#### [Dataset records]
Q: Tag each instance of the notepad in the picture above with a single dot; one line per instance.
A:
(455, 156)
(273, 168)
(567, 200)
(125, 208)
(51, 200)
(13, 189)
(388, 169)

#### [What is being asked]
Print all of the lines above so that each one matches its original exactly.

#### [Task response]
Q: Tag each instance of the notepad in the picture above with a single dot; one line per instance.
A:
(455, 156)
(273, 168)
(567, 200)
(125, 208)
(51, 200)
(13, 189)
(388, 169)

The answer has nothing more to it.